#### タスクの目標
ページ抜粋のうち「レストレスレッグス症候群は手」から始まり「となる二次性に分類されます。」まで続く部分を、「ビ・シフロール錠」を「プラミペキソール錠」に替えて書き直すこと。

#### ページ抜粋

┌──

レストレスレッグス症候群は手足(特に足)に不快な感覚が現れ、足を動かしたくなる欲求が生じることで寝つきが悪くなる、夜中に目が覚めるといった睡眠障害がおこり日常生活に支障をきたす病気です。
「そわそわした」「絶え間なく動く」といったrestless(レストレス)からRestless Legs Syndrome(RLS)と名付けられています。
また足がむずむずすることから「むずむず脚症候群」とも呼ばれます。
レストレッグス症候群の治療薬として用いられるのがパーキンソン病治療薬であるビ・シフロール錠(一般名:プラミペキソール)です。
ビ・シフロール錠がレストレスレッグス症候群に効くメカニズム(作用機序)や服用の注意点について解説していきます。
ビ・シフロール作用機序(むずむず脚症候群)
レストレスレッグス症候群は原因が明らかでない特発性、鉄欠乏性貧血や透析、リウマチ、パーキンソン病などが原因となる二次性に分類されます。
レストレスレッグス症候群の原因は明らかにはなっていませんが主に下記の3つの理由が挙げられます。
- 神経細胞の異常
神経伝達物質の「ドパミン」がうまく働かなくなることで症状が現れる - 鉄分不足
ドパミンの生成に関与する鉄分不足でドパミン不足となるため - 遺伝
このようにレストレスレッグス症候群は「ドパミン」が関与していると言われており、ドパミンやドパミン伝達を活性化させる薬を投与すると改善し、ドパミンの働きを抑える薬(ドパミン受容体拮抗薬)を投与すると悪化することがわかっています。

└──

#### データセットの項目
┌──

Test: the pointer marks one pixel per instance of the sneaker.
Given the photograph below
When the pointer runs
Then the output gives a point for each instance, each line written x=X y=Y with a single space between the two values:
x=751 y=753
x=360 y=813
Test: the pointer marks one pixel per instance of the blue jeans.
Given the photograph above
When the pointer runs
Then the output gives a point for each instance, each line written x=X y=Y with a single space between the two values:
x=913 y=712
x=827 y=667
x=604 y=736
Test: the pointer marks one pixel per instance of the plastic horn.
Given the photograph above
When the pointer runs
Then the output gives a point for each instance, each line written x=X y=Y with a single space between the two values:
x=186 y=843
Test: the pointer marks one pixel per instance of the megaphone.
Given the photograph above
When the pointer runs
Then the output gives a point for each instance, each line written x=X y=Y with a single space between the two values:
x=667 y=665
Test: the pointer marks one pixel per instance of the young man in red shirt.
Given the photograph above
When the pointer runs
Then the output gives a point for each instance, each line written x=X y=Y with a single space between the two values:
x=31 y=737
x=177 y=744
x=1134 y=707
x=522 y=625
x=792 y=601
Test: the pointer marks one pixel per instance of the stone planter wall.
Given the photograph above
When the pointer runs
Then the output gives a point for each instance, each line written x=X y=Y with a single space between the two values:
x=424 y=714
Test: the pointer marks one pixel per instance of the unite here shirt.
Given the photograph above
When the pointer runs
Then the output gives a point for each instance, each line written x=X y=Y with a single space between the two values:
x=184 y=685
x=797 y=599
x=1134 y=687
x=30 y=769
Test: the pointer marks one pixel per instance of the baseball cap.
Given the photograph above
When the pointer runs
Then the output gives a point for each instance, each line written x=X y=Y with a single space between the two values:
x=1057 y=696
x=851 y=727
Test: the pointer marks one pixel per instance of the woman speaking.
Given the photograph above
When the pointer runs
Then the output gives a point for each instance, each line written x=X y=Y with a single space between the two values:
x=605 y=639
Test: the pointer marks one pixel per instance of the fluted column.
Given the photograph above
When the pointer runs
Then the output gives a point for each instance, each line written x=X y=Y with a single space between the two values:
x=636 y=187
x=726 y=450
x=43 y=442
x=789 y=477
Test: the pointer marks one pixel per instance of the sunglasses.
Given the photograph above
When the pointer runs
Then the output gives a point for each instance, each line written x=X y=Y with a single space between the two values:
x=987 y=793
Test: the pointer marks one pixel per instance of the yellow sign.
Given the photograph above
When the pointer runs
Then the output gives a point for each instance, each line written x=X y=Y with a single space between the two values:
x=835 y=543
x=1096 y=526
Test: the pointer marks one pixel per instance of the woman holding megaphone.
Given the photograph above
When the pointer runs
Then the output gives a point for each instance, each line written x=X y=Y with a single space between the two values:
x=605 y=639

└──

#### 問題の解答
レストレスレッグス症候群は手足(特に足)に不快な感覚が現れ、足を動かしたくなる欲求が生じることで寝つきが悪くなる、夜中に目が覚めるといった睡眠障害がおこり日常生活に支障をきたす病気です。
「そわそわした」「絶え間なく動く」といったrestless(レストレス)からRestless Legs Syndrome(RLS)と名付けられています。
また足がむずむずすることから「むずむず脚症候群」とも呼ばれます。
レストレッグス症候群の治療薬として用いられるのがパーキンソン病治療薬であるプラミペキソール錠(一般名:プラミペキソール)です。
プラミペキソール錠がレストレスレッグス症候群に効くメカニズム(作用機序)や服用の注意点について解説していきます。
ビ・シフロール作用機序(むずむず脚症候群)
レストレスレッグス症候群は原因が明らかでない特発性、鉄欠乏性貧血や透析、リウマチ、パーキンソン病などが原因となる二次性に分類されます。